# EXERCISE PROMPT
Exactly reproduce each entry, leaving out nothing.

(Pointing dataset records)
◆ ◆ ◆ ◆
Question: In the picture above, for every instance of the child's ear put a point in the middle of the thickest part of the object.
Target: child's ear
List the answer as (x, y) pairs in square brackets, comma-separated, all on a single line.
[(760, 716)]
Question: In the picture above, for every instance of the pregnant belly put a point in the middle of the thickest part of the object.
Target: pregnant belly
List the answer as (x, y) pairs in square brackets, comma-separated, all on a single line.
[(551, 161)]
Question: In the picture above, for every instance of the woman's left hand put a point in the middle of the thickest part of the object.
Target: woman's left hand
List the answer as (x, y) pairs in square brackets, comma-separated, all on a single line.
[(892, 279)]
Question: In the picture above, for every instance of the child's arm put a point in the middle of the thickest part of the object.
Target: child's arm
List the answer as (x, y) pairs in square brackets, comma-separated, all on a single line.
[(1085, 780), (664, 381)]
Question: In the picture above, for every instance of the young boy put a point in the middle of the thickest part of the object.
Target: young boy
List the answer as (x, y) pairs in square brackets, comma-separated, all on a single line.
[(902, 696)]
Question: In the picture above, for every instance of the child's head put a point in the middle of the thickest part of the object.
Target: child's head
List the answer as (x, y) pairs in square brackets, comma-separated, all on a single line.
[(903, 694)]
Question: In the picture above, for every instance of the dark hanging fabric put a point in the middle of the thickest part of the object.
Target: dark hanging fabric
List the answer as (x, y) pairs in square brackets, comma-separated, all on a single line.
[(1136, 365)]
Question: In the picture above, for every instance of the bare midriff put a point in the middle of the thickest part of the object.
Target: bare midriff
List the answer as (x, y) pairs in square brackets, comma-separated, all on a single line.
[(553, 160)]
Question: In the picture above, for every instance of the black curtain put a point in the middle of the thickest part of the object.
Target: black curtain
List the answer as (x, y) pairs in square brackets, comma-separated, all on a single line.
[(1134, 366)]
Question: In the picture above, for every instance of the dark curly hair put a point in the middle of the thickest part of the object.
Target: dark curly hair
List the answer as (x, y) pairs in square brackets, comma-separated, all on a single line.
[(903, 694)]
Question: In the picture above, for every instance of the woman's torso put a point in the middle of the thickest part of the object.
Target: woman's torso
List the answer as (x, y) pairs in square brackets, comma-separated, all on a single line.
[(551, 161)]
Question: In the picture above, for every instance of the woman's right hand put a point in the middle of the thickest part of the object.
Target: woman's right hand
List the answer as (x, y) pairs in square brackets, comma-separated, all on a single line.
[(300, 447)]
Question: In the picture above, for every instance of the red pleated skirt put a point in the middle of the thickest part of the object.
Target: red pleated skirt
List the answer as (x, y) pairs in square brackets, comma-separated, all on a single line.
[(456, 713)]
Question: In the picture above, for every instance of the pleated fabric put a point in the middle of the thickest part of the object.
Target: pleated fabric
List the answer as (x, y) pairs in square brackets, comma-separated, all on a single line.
◆ ◆ ◆ ◆
# EXPECTED OUTPUT
Question: In the picture above, for every instance of the child's ear put a point in the middle of the thickest part of the object.
Target: child's ear
List the answer as (x, y) pairs in square brackets, comma-separated, all on a single line.
[(760, 716)]
Question: In the picture above, for every instance of the pregnant belly put a point in the middle of the thickest part of the object.
Target: pregnant belly
List the answer as (x, y) pairs in square brackets, comma-separated, all on a single line.
[(551, 161)]
Question: In the picture above, for every instance of the woman's left hand put a point in the middle of the thickest part of the object.
Target: woman's left hand
List the answer as (x, y) pairs in square brackets, comma-separated, all on a single line.
[(892, 279)]
Question: In the picture above, for every instance of the child's arm put a point in the middle of the thickest part of the object.
Target: child's arm
List the answer as (x, y) pairs in square brackets, comma-separated, all on a single line.
[(1085, 780), (664, 381)]
Question: In the picture above, for every instance of the young boy put a point in the middle of the thickest part of the object.
Target: young boy
List the answer as (x, y) pairs in square brackets, comma-separated, all on a single line.
[(902, 696)]
Question: In the picture above, for every instance of the child's head put a point in the middle of the thickest part of the object.
Target: child's head
List the answer as (x, y) pairs in square brackets, comma-separated, all on a single line.
[(903, 694)]
Question: In the picture above, for every instance of the dark hanging fabric put a point in the middle of the thickest part of the object.
Target: dark hanging fabric
List the answer as (x, y) pairs in square brackets, comma-separated, all on a single line.
[(1136, 365)]
Question: In the picture above, for every instance of the bare midriff put a point in the middle of the thickest part of the object.
Target: bare midriff
List the answer as (x, y) pairs in square brackets, comma-separated, all on a single line.
[(553, 160)]
Question: In the picture above, for every instance of the black curtain put a point in the middle of the thickest part of the object.
Target: black curtain
List the answer as (x, y) pairs in square brackets, comma-separated, all on a single line.
[(1134, 366)]
Question: In the picture above, for every instance of the dark curly hair put a point in the middle of the thickest part of the object.
Target: dark curly hair
List the answer as (x, y) pairs in square brackets, comma-separated, all on a single line.
[(903, 694)]
Question: In the picture above, for every instance of the woman's torso put a point in the middle of the thickest part of the object.
Target: woman's torso
List the answer as (x, y) pairs in square brackets, comma-separated, all on a single line.
[(551, 161)]
Question: In the picture above, for every instance of the woman's right hand put a point in the middle of the thickest part of the object.
Target: woman's right hand
List the answer as (x, y) pairs in square brackets, comma-separated, all on a single line.
[(300, 447)]
Question: In the picture above, for every instance of the red pleated skirt put a point in the middle of the thickest part of the object.
Target: red pleated skirt
List the answer as (x, y) pairs in square brackets, comma-separated, all on a single line.
[(456, 713)]
Question: In the picture above, for every instance of the pleated fabric put a point in the middle of the thickest part of the object.
Target: pleated fabric
List the answer as (x, y) pairs in square brackets, comma-separated, all on a single line.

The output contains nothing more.